● **What to produce**
Write out the part of the forum thread on two-dog crates starting with "## ChukarBob" and going on through "of the truck.", word for word.

● **Provided text**

-- start --

# 2-dog crate ideas???



## ChukarBob

I have 2 Labs and am looking for a divided, 2-dog crate. I drive a Toyota Tacoma pickup, sometimes with, sometimes without, a canopy. What I would like is a crate that would fit in at the back of the pickup's bed, behind the wheel wells, or ahead of the wheel wells when I am not using the canopy. This crate should have separate doors for each compartment and the doors should face toward the back of the truck.

Right now I have those plastic crates with the wire mesh, spring loaded door latches. The problem is that I can't fit these crates side by side at the back of the pickup bed, so I have to maneuver the crates around to get both dogs in and out. It's a pain in the a--. I like the platic crates well enough, but no one makes a 2-dogger that I have found.

Any ideas???


----------



## ryanps18

Lioncountrysupply.com has a plastic two dog crate.

Cabelas has a alum. two dog box. Both should fit in the back of your truck.


----------



## gonehuntin'

Northstar Plastics.


----------



## Guest

Back in the '80s, I built a simple 2 dog crate out of plywood that had a slot in it with a router to put a divider in it. I cut out the doors drilled holes in them and when I put some straw in it, the labs I built it for were very comfy in my december hunts in Iowa and S dak. A fraction of the cost and you can build it to the exact specs of your truck. Now my labs are babied and ride in the cab with me. I thought thats why the mfg's made extended cabs!

-- end --

● **Supplied information**
-- start --

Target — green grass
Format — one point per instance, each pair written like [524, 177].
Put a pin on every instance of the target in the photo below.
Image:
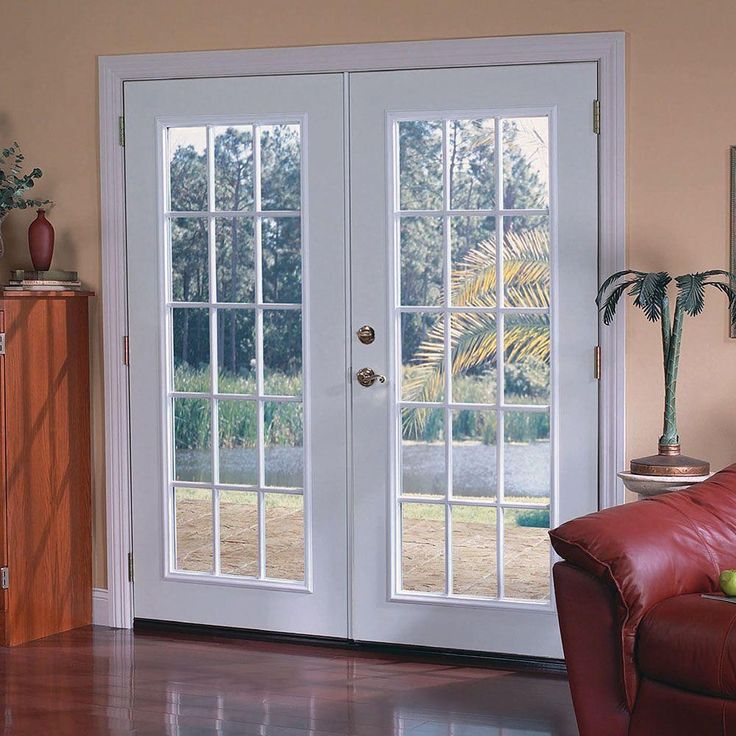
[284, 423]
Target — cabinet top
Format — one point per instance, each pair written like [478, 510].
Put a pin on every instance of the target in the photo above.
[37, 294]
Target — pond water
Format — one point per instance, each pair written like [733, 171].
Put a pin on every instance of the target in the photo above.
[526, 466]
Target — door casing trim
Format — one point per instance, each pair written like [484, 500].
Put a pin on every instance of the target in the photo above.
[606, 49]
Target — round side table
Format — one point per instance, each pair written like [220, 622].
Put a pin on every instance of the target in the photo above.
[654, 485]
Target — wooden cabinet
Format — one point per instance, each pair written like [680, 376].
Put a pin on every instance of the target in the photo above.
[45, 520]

-- end --

● **Exercise result**
## ChukarBob

I have 2 Labs and am looking for a divided, 2-dog crate. I drive a Toyota Tacoma pickup, sometimes with, sometimes without, a canopy. What I would like is a crate that would fit in at the back of the pickup's bed, behind the wheel wells, or ahead of the wheel wells when I am not using the canopy. This crate should have separate doors for each compartment and the doors should face toward the back of the truck.